Em março de 1997, Simone André Diniz, então com 19 anos, respondeu a um anúncio de jornal sobre vaga para alguém de “preferência” branca. Ouviu que ela não se encaixava no perfil. Simone é negra. O caso empacou no Judiciário, mas chegou à Corte Interamericana de Direitos Humanos, que em novembro de 2006 condenou o Estado brasileiro.
Nesta quinta-feira (17), Simone deu nome a seminário promovido pelo Tribunal Superior do Trabalho (TST) e outras entidades, recebeu pedido de desculpas em nome do Estado e contou sua história. Moradora de Guarulhos, na região metropolitana de São Paulo, é dona de oficina mecânica, com o marido, e tem duas filhas, de 17 e 13 anos. “São lindas, minhas pretinhas, são lindas!”, exclamou. Com fala simples e alegre, contou sua história e deu vários exemplos e situações cotidianas de racismo no Brasil.
※ ※ ※
| TAREFA DADA A |
Troque "Wildlife camera" por "Trail camera" em todas as linhas logo abaixo, sem mudar mais nada, e deixe as imagens de fora da resposta.
O texto e as linhas não têm nenhuma relação entre si.
※ ※ ※
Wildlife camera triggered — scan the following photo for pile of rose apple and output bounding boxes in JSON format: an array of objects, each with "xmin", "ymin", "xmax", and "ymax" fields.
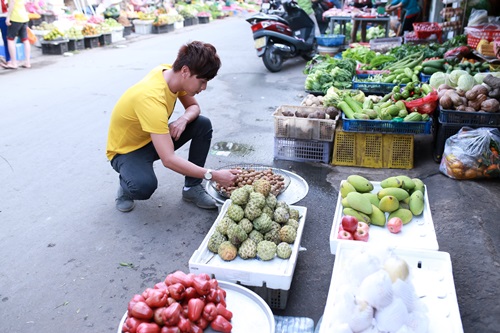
[{"xmin": 122, "ymin": 271, "xmax": 233, "ymax": 333}]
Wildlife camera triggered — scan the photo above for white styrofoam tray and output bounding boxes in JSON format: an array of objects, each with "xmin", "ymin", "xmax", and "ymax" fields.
[
  {"xmin": 117, "ymin": 281, "xmax": 276, "ymax": 333},
  {"xmin": 189, "ymin": 199, "xmax": 307, "ymax": 290},
  {"xmin": 319, "ymin": 242, "xmax": 463, "ymax": 333},
  {"xmin": 330, "ymin": 180, "xmax": 439, "ymax": 254}
]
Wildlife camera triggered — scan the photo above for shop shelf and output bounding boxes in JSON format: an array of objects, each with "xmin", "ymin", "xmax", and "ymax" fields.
[
  {"xmin": 274, "ymin": 138, "xmax": 333, "ymax": 163},
  {"xmin": 331, "ymin": 129, "xmax": 414, "ymax": 169}
]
※ ※ ※
| TAREFA DADA B |
No texto sobre Simone André Diniz, em que cidade ela mora?

| RESPOSTA ESPERADA A |
Trail camera triggered — scan the following photo for pile of rose apple and output bounding boxes in JSON format: an array of objects, each with "xmin", "ymin", "xmax", and "ymax" fields.
[{"xmin": 122, "ymin": 271, "xmax": 233, "ymax": 333}]
Trail camera triggered — scan the photo above for white styrofoam tray and output bounding boxes in JSON format: an array of objects, each with "xmin", "ymin", "xmax", and "ymax" fields.
[
  {"xmin": 117, "ymin": 281, "xmax": 276, "ymax": 333},
  {"xmin": 189, "ymin": 199, "xmax": 307, "ymax": 290},
  {"xmin": 319, "ymin": 242, "xmax": 463, "ymax": 333},
  {"xmin": 330, "ymin": 180, "xmax": 439, "ymax": 254}
]
Trail camera triggered — scan the photo above for shop shelf and output bounding boxes in JSON format: an array of objects, each with "xmin", "ymin", "xmax", and "ymax" fields.
[
  {"xmin": 274, "ymin": 138, "xmax": 333, "ymax": 163},
  {"xmin": 331, "ymin": 129, "xmax": 414, "ymax": 169}
]

| RESPOSTA ESPERADA B |
Em Guarulhos, na região metropolitana de São Paulo.